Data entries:
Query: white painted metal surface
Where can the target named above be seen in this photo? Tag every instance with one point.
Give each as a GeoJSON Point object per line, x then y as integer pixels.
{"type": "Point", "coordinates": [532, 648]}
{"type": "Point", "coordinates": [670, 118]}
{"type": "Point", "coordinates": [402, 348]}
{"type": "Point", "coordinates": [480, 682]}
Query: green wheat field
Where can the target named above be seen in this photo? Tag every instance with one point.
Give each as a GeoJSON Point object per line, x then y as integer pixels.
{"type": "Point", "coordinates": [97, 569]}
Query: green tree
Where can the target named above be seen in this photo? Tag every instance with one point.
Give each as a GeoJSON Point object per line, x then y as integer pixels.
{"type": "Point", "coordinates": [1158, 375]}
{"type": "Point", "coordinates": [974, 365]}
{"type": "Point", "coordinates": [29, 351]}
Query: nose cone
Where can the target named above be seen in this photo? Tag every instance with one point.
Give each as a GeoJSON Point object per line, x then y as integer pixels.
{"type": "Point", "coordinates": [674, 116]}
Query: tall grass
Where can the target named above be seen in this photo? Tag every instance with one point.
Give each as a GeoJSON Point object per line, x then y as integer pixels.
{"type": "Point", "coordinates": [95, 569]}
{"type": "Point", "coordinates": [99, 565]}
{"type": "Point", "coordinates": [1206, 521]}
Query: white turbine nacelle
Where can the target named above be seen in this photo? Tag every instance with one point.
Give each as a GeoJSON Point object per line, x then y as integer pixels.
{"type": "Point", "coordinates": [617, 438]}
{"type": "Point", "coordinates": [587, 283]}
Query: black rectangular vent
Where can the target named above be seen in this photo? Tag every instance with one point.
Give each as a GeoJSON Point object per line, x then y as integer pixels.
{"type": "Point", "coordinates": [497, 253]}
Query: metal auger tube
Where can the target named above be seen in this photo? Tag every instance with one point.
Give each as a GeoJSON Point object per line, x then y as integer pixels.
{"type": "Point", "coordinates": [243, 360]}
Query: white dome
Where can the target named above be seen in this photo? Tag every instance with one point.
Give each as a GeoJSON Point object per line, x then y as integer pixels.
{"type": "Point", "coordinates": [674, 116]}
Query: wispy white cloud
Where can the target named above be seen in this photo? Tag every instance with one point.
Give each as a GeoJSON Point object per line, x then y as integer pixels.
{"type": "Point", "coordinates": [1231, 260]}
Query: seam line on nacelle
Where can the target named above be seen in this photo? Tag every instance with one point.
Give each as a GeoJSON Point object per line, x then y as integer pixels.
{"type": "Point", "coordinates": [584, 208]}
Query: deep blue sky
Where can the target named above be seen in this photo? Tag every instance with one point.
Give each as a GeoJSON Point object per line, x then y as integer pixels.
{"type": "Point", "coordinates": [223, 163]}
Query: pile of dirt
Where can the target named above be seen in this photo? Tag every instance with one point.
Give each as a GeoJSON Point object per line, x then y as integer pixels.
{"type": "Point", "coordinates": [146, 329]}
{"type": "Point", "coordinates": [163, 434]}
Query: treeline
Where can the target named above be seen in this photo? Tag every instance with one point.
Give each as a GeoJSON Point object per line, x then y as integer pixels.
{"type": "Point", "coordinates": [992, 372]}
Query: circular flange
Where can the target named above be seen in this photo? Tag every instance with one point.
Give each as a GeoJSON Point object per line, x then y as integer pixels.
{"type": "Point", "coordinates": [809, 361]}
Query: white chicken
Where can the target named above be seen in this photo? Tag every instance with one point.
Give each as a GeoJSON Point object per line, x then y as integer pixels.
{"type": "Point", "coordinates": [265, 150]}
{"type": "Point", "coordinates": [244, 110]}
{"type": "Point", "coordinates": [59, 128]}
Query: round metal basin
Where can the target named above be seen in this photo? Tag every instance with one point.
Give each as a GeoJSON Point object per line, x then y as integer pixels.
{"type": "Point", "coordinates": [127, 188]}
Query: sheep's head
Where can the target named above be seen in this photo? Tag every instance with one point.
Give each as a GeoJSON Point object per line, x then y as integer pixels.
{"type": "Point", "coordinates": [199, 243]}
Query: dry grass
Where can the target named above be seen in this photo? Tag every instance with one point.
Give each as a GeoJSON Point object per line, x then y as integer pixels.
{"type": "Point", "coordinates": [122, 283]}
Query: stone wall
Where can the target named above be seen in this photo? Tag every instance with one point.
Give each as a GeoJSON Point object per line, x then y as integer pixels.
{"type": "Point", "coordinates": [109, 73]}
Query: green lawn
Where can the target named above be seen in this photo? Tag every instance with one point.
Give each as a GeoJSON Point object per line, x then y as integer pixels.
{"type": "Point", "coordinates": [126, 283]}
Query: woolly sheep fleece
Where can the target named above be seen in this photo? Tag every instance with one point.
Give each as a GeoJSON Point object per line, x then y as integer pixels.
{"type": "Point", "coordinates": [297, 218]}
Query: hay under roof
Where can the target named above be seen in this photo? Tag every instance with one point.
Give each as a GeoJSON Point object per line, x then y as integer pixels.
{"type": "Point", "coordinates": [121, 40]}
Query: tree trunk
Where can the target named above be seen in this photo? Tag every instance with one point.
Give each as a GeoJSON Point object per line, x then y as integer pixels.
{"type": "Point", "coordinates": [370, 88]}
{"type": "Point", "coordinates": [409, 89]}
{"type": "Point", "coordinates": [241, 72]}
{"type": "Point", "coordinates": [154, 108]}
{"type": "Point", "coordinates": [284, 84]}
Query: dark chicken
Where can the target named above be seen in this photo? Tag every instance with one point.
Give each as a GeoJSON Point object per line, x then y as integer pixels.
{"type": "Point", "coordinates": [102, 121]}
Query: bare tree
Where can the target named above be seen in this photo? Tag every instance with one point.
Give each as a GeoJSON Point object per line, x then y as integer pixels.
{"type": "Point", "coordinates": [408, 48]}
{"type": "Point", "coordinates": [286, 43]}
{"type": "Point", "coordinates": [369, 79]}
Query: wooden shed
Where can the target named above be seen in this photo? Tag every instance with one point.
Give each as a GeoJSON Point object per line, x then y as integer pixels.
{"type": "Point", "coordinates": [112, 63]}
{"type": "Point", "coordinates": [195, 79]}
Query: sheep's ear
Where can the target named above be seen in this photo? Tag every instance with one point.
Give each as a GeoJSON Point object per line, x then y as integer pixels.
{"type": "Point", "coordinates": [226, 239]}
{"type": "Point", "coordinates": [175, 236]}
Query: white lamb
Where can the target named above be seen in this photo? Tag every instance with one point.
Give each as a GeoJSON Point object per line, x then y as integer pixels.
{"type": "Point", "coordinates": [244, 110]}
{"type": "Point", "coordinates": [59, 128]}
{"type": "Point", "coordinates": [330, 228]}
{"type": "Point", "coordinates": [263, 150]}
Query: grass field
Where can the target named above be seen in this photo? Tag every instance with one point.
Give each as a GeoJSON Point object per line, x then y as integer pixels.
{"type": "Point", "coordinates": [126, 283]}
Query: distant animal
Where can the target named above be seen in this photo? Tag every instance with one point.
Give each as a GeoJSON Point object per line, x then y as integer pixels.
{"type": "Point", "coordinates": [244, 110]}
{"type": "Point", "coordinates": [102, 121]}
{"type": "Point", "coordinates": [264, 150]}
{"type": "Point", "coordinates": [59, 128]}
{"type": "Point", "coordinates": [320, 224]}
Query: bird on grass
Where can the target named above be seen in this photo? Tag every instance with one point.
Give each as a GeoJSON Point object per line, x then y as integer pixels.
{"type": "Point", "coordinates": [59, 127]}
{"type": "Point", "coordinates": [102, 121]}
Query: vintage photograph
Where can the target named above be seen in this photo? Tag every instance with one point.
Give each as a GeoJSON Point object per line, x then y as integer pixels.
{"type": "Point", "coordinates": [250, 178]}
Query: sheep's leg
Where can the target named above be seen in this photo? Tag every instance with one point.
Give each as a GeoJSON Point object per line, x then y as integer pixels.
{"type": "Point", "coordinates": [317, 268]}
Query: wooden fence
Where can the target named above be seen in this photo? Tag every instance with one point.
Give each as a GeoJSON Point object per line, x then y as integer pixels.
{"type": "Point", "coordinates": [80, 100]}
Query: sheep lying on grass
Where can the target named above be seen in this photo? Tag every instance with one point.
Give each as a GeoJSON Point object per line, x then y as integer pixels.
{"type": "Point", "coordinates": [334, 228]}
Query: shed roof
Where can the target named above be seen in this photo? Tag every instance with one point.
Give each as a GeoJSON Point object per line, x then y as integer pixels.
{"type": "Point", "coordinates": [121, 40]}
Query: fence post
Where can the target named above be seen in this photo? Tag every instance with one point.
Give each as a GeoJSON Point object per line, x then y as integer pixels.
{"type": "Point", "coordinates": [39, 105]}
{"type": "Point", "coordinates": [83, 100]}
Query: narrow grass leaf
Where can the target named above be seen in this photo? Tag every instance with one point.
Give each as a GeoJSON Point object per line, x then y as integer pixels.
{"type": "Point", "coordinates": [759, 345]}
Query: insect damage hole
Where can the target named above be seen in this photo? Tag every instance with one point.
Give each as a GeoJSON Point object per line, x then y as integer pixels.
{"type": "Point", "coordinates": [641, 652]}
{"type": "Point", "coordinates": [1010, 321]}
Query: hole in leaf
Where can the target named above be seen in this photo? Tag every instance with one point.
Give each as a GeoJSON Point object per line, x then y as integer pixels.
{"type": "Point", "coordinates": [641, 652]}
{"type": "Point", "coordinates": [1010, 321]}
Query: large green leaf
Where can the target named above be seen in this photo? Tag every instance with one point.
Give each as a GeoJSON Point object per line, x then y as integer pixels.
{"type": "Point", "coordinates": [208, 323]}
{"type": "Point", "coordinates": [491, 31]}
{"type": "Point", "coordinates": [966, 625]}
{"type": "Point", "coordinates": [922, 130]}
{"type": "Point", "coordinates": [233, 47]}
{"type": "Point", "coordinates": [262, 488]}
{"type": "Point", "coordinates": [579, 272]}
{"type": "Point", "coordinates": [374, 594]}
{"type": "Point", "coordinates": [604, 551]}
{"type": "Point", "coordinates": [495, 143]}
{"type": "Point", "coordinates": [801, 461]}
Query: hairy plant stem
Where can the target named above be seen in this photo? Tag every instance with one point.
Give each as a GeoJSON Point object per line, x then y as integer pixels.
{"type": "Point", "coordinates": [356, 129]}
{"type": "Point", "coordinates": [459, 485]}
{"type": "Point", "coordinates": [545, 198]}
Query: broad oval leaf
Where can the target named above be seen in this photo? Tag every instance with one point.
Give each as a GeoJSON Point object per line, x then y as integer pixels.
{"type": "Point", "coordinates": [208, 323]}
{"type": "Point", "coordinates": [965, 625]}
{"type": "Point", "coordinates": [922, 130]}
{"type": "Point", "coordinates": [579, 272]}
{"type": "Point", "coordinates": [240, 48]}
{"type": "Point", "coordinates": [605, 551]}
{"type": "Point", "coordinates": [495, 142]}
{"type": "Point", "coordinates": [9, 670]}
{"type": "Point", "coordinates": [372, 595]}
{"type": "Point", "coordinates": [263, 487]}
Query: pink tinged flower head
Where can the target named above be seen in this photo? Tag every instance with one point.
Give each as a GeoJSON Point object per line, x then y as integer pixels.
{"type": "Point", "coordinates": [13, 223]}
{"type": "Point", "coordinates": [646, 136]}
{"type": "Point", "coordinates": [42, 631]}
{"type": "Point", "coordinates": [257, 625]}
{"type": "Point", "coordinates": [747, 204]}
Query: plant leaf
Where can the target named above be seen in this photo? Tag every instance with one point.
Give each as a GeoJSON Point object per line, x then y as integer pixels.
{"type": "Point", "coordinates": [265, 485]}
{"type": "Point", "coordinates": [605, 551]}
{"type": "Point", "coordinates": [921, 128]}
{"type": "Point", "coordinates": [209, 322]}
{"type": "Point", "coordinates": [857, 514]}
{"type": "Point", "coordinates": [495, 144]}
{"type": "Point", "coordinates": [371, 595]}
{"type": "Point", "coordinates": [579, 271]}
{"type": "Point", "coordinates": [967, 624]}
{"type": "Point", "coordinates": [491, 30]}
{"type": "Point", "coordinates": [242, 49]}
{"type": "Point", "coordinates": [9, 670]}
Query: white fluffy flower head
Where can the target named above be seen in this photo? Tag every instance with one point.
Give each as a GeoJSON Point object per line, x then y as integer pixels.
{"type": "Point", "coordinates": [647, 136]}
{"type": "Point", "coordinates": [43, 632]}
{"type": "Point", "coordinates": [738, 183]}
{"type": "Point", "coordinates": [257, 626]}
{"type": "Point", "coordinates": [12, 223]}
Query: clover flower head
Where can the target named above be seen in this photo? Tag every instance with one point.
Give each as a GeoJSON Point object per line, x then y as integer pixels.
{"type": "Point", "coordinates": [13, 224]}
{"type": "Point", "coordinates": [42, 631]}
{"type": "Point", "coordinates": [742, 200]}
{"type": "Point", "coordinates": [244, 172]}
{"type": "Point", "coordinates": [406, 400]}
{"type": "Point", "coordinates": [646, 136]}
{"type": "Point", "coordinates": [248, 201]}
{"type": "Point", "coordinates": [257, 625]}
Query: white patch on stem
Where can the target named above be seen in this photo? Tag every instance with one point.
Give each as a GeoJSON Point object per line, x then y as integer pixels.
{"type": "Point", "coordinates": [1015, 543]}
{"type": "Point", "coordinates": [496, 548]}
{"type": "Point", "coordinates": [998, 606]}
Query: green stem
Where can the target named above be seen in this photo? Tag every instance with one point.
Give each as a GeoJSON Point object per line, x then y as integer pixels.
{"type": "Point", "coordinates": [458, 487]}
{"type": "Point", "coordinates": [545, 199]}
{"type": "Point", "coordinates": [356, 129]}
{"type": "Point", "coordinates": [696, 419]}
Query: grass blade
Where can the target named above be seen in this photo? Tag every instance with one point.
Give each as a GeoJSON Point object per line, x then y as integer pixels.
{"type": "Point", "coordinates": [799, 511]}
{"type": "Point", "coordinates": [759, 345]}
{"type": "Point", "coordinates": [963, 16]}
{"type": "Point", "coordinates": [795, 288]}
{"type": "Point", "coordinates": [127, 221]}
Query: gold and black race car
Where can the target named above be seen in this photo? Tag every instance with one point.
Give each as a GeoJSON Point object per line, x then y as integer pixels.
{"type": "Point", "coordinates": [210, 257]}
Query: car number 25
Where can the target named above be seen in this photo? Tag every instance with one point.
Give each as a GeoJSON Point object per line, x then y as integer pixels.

*What is required*
Starting with the line that contains "Query: green stem", repeat each line through the last one exactly as it appears. Include both ends and nothing more.

*Written solution*
Query: green stem
Where can the target named above be seen in this photo? Tag every instance with one point.
Give each as a GeoJSON Point object per line, x then y as integer pixels.
{"type": "Point", "coordinates": [458, 487]}
{"type": "Point", "coordinates": [545, 199]}
{"type": "Point", "coordinates": [356, 129]}
{"type": "Point", "coordinates": [696, 419]}
Query: grass blade
Where can the target named above be seen in this photo? Tag every instance with one point.
Give each as a GeoJSON Point object per line, x then y as integer pixels.
{"type": "Point", "coordinates": [799, 511]}
{"type": "Point", "coordinates": [759, 345]}
{"type": "Point", "coordinates": [963, 16]}
{"type": "Point", "coordinates": [795, 288]}
{"type": "Point", "coordinates": [127, 221]}
Query: gold and black race car
Where can the target named above be seen in this photo? Tag every instance with one point.
Give each as a GeoJSON Point object per line, x then y as integer pixels.
{"type": "Point", "coordinates": [210, 257]}
Query: car number 25
Where can the target named above be seen in this photo? Tag every instance with one point.
Give each as a GeoJSON Point object per line, x then y as integer pixels.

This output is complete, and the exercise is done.